Exercise » Give only the number of lines below that contain the word "grassy".

Provided information »
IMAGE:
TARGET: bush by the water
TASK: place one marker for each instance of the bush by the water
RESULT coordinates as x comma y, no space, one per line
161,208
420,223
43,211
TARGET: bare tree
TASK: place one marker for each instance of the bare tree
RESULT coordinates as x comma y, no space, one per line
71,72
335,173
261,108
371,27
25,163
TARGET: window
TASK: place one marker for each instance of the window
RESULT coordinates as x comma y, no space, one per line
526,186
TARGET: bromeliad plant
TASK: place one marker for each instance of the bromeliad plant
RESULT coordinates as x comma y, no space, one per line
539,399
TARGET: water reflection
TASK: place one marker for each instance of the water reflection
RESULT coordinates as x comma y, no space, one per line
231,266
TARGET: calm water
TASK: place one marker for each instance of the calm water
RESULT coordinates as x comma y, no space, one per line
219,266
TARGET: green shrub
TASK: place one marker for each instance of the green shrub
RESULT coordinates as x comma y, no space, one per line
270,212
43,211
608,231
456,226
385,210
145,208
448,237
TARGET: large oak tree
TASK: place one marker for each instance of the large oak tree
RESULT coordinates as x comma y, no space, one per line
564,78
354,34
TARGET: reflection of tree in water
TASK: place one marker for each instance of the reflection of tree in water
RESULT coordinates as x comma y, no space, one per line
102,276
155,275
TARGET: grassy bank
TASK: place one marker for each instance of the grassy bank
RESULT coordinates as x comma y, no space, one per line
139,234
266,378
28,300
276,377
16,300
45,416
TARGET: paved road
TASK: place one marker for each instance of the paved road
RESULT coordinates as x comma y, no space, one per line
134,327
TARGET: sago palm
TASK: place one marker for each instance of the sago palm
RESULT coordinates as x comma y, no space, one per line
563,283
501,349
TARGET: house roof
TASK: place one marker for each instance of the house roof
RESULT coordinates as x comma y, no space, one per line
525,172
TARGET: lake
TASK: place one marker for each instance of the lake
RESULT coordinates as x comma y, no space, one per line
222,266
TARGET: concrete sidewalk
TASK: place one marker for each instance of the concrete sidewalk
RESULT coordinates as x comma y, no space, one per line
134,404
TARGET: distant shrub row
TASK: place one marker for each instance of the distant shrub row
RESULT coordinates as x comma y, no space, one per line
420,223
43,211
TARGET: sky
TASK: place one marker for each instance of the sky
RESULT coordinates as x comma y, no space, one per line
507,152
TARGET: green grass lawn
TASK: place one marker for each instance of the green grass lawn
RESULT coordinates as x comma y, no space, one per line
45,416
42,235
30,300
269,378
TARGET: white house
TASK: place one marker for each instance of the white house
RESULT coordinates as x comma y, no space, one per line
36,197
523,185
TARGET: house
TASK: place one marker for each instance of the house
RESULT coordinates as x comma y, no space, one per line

Output of the exercise » 2